#### [Task to carry out]
Check each line of the records below and collect those that include the word "jacket".

#### [Task inputs]
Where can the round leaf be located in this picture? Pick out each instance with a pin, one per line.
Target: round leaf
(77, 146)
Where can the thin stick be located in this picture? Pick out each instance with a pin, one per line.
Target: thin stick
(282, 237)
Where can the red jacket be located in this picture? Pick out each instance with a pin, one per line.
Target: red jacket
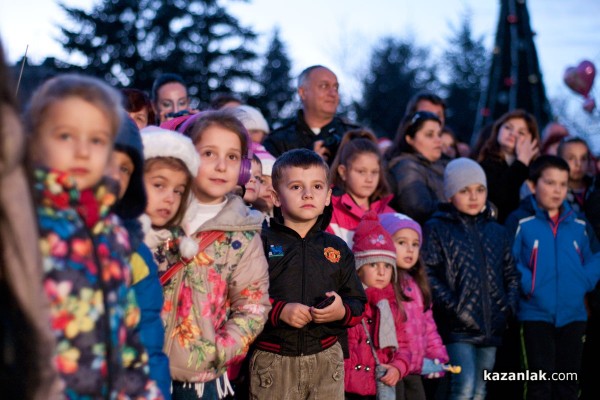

#### [Result for this task]
Where can the red jacket be located in this picture? Pick out each instance with a pin, one per line.
Target: red jacket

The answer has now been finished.